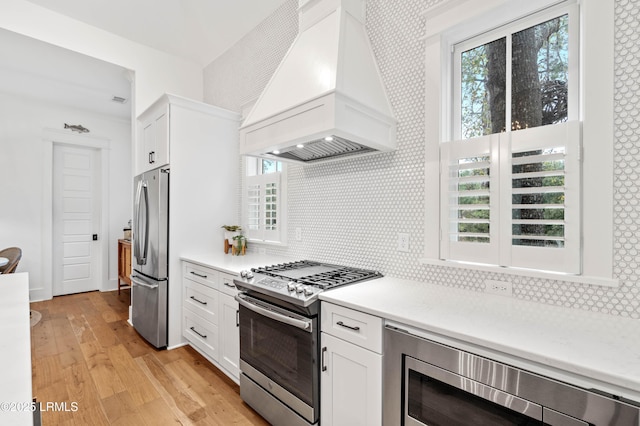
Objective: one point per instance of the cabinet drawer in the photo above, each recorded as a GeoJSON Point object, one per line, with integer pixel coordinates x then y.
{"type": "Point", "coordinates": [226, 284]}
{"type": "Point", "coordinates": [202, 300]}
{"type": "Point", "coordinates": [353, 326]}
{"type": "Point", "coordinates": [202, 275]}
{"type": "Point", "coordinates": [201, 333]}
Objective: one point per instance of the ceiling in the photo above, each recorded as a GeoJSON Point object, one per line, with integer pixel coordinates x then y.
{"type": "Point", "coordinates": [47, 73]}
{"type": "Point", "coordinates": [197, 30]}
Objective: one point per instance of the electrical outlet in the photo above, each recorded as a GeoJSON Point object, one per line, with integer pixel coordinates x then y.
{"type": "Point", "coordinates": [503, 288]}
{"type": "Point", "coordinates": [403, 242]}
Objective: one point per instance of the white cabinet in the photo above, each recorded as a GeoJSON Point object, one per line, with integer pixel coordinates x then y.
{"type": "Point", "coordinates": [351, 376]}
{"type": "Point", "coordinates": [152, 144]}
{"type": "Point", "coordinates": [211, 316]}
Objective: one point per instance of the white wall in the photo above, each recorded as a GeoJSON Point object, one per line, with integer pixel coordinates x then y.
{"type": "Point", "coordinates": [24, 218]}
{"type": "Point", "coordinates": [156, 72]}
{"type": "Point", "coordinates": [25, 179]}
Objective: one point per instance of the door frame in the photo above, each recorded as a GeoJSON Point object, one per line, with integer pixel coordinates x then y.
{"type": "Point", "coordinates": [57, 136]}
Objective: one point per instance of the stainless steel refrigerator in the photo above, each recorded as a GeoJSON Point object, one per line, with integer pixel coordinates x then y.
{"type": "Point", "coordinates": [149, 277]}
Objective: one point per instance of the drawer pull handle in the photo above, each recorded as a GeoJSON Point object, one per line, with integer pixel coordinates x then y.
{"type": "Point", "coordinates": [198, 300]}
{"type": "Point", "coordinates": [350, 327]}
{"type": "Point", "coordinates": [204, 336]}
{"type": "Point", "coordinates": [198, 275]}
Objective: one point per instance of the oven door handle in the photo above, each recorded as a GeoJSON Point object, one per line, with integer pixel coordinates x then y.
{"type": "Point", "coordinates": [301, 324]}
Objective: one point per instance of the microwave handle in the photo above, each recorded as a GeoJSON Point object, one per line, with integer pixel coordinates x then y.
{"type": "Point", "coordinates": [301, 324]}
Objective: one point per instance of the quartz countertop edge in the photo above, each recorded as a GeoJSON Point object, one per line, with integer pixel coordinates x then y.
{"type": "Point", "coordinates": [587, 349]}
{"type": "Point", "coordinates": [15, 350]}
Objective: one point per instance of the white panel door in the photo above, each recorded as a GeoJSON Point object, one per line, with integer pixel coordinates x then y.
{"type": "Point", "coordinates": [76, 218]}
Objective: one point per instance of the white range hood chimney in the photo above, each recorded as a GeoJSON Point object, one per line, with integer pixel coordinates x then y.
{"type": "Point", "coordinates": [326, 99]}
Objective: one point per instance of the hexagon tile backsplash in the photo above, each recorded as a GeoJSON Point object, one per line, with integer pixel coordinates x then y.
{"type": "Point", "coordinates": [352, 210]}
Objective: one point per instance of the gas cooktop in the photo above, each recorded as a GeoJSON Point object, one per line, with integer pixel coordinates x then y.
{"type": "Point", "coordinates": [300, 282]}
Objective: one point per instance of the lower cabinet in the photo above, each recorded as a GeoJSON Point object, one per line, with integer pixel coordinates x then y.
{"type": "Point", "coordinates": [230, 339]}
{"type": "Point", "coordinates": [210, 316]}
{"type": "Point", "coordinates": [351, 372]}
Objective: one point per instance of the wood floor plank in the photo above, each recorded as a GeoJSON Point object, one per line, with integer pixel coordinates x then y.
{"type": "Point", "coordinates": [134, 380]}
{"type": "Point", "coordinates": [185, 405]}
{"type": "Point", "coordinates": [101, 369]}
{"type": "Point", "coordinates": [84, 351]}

**TASK INSTRUCTIONS:** The data is to be returned exactly as it stands, pictures aside.

**COMPLETED TASK:**
Objective: one point per instance of the cabinet drawer in the photo above, each recorded as a GeoJSON Point object, one per line, with integer pixel coordinates x then y.
{"type": "Point", "coordinates": [226, 284]}
{"type": "Point", "coordinates": [202, 300]}
{"type": "Point", "coordinates": [353, 326]}
{"type": "Point", "coordinates": [202, 275]}
{"type": "Point", "coordinates": [201, 333]}
Objective: one point per instance of the ceiling in the photo above, each recorded as a GeoJSON Point object, one per line, with integer pixel coordinates x then y.
{"type": "Point", "coordinates": [47, 73]}
{"type": "Point", "coordinates": [197, 30]}
Objective: one point per instance of the electrical outlet in the photo above, each recorded as a GeoJSON Point object, one per line, with integer pixel coordinates x then y.
{"type": "Point", "coordinates": [503, 288]}
{"type": "Point", "coordinates": [403, 242]}
Objective: one point per instance of the white cabinet in the photo above, each recorded as a GeoJSON Point object, one per line, with integer pixel coordinates x then y.
{"type": "Point", "coordinates": [351, 376]}
{"type": "Point", "coordinates": [152, 144]}
{"type": "Point", "coordinates": [211, 316]}
Objective: one point per instance of the white wall in the photo above, each recorded as a GeoJSON Point object, one per line, with integer pixel coordinates x then y.
{"type": "Point", "coordinates": [24, 218]}
{"type": "Point", "coordinates": [156, 72]}
{"type": "Point", "coordinates": [25, 179]}
Objective: one point per instance of the door frame in the photo above, each recorded as a GeoJSON Point object, one per line, with integer pixel coordinates x then y.
{"type": "Point", "coordinates": [57, 136]}
Objective: one point per instance of the stainless steel refrigerator in the photo above, each recorded as a GeoJSON Point object, one per line, with integer pixel coordinates x then y.
{"type": "Point", "coordinates": [149, 277]}
Objective: one point per instance of the drawer pull handle in the photo above, each recorded as a GeoJSON Point object, one per line, with integer pixel coordinates x then y.
{"type": "Point", "coordinates": [198, 300]}
{"type": "Point", "coordinates": [350, 327]}
{"type": "Point", "coordinates": [204, 336]}
{"type": "Point", "coordinates": [198, 275]}
Objective: one point per instance of the oven door handle in the photo above, each recorded as a GeoJSON Point object, one per line, with integer pixel coordinates x then y.
{"type": "Point", "coordinates": [301, 324]}
Objective: one point per instance of the microwave handle in the photo above, each recorded as a GeoJSON Point object, one per line, with integer pixel coordinates x then y.
{"type": "Point", "coordinates": [301, 324]}
Objective: one point per instance of the quartz countertop edge in the photo above, each recorded as a GeoJSON Point object, one per line, with integer pixel coordinates x then y.
{"type": "Point", "coordinates": [587, 349]}
{"type": "Point", "coordinates": [15, 350]}
Objective: one point per instance of the white panel door in the photo above, each recorded as a GeoJSON Point object, one per line, with integer pixel coordinates x then y.
{"type": "Point", "coordinates": [76, 218]}
Objective: one point per instance of the white range hood chimney in the photo above, each recorded as a GeoJSON Point object, one per line, with integer pixel coordinates x then y.
{"type": "Point", "coordinates": [326, 99]}
Objective: one point per instance of the hexagon tile backsplash in the photo above, each recorded as a GeoJSON Point object, one per line, with integer pixel coordinates x then y.
{"type": "Point", "coordinates": [352, 210]}
Objective: one point per instance of the gas cooktop in the photo above, each recorded as a GeoJSON Point object, one per line, with integer pixel coordinates x then y.
{"type": "Point", "coordinates": [300, 282]}
Objective: one point per instance of the lower cabinet in the photo above, each recorded as a GeoJSON Point object, one per line, with integer pixel coordinates x then y.
{"type": "Point", "coordinates": [230, 339]}
{"type": "Point", "coordinates": [210, 316]}
{"type": "Point", "coordinates": [351, 372]}
Objective: one point per instance of the wood floor plank in the photo above, each recorded as a GeoJSON Point object, one per line, with integer pixel coordinates x then y.
{"type": "Point", "coordinates": [134, 380]}
{"type": "Point", "coordinates": [185, 405]}
{"type": "Point", "coordinates": [101, 369]}
{"type": "Point", "coordinates": [84, 351]}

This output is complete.